## EXTRAIT FOURNI
===============

VA : Vous parlez de changer de paradigme ! C’est tout un système de pensée qui doit évoluer... RP : Je suis conscient que ce n’est pas rien... Mais au fil du temps et des générations, les idées font leur chemin. Vous savez, la vision mondialiste actuelle, qui ne sait voir que le très court terme, est tout simplement suicidaire. Ses tenants sont en train de scier la branche sur laquelle nous sommes assis... Selon les scénarios modérés d’évolution démographique élaborés par les Nations unies, la population mondiale devrait se situer aux environs de 9 milliards d’individus vers 2050. La quasi totalité des accroissements de population va se produire principalement dans les pays du Sud et tout particulièrement dans les pays les plus pauvres qui verront leur population tripler. Globalement, la population du monde riche stagne et celle de l’Europe régresse, tout en vieillissant -l’une et l’autre- beaucoup plus rapidement que celle des pays du Sud. Que se passera-t-il lorsqu’un petit îlot, constitué de populations stationnaires vieillissantes et accumulant de plus en plus de richesses, sera entouré d’un océan de misère ne cessant de gonfler et dont l’âge moyen augmentera beaucoup moins vite ? Il faut être fou pour croire que cette situation serait tenable. Voilà pourquoi je pense que la politique "réaliste" des néolibéraux conduit l’humanité droit au suicide. Voulons-nous, oui ou non, devancer les catastrophes ? Il est encore temps de réagir, mais il devient plus qu’urgent d’alerter l’opinion mondiale sur ces questions.

===============

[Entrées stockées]
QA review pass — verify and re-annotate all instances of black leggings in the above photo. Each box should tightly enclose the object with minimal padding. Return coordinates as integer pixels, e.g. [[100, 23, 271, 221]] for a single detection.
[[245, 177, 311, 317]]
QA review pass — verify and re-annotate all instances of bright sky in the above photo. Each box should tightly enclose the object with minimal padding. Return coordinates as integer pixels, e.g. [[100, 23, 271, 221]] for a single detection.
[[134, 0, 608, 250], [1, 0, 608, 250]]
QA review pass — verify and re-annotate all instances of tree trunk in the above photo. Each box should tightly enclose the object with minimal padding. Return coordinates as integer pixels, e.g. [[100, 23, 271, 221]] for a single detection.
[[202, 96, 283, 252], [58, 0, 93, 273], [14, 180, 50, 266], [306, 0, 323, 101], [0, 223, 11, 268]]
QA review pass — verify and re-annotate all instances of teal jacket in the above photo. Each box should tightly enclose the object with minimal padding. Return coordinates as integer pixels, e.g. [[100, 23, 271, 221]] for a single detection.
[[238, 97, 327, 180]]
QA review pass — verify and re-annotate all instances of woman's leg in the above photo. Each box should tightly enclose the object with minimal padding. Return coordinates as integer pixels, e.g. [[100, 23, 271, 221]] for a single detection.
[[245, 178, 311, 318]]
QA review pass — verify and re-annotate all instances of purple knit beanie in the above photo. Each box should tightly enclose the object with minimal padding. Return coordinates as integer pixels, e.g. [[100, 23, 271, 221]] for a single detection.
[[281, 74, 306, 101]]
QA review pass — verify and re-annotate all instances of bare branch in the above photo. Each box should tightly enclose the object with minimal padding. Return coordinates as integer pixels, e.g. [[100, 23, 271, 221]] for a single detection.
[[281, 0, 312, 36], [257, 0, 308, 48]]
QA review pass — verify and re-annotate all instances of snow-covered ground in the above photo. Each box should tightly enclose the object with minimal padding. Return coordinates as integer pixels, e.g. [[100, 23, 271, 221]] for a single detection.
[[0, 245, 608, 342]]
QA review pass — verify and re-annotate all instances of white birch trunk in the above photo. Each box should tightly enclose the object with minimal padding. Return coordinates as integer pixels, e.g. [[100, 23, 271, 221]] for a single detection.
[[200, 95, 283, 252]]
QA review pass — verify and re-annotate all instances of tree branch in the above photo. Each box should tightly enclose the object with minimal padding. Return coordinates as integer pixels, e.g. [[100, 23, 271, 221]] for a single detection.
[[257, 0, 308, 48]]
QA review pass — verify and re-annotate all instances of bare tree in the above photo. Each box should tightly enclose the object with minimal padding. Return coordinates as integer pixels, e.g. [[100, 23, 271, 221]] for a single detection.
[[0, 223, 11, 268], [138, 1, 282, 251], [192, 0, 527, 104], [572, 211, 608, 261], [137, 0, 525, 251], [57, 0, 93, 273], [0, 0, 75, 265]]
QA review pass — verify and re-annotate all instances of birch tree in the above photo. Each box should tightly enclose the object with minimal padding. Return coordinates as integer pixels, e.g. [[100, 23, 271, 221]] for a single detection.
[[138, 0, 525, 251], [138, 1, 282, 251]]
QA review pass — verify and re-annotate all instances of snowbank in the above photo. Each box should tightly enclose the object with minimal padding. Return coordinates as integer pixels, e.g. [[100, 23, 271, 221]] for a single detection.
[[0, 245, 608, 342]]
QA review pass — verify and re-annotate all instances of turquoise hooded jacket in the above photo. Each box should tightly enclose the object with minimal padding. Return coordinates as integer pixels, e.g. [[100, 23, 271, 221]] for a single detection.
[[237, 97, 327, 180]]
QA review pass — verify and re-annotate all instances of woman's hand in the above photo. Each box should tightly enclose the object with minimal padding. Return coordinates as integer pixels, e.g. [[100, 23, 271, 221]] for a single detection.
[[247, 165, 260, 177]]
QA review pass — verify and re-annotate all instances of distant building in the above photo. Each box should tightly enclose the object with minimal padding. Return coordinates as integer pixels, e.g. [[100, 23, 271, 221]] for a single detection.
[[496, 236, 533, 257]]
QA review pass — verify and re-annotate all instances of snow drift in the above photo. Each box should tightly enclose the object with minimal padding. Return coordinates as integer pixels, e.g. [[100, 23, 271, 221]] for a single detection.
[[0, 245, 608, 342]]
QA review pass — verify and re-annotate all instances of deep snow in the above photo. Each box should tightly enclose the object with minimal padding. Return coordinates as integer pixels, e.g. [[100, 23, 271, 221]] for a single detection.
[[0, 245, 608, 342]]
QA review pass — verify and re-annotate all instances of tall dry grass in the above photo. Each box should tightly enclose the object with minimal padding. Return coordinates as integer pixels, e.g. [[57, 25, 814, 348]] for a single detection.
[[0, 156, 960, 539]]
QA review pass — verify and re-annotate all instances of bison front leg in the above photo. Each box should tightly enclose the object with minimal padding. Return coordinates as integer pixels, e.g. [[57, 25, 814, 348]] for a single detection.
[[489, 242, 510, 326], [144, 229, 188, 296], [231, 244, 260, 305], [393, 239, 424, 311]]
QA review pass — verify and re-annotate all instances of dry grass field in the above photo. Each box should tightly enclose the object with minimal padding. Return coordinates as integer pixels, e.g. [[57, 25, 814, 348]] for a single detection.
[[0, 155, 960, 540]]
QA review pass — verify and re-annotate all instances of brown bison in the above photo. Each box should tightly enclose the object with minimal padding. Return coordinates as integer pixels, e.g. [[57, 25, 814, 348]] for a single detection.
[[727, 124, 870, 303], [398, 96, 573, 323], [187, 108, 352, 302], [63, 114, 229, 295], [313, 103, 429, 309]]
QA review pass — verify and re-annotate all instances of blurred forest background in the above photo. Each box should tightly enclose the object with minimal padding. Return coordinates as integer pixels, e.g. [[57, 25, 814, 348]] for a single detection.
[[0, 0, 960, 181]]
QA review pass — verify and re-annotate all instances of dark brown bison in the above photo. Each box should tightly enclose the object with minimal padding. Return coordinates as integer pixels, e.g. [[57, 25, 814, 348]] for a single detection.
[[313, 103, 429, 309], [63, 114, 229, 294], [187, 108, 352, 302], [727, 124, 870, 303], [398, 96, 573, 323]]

===============

## DÉFIS
A: D'après l'extrait fourni, quelle population mondiale les scénarios modérés des Nations unies prévoient-ils vers 2050 ?
B: Traduisez en anglais cette phrase de l'extrait fourni : « Il faut être fou pour croire que cette situation serait tenable. »

## LES RÉSULTATS
A: Environ 9 milliards d'individus.

B: You would have to be mad to believe that this situation could be sustained.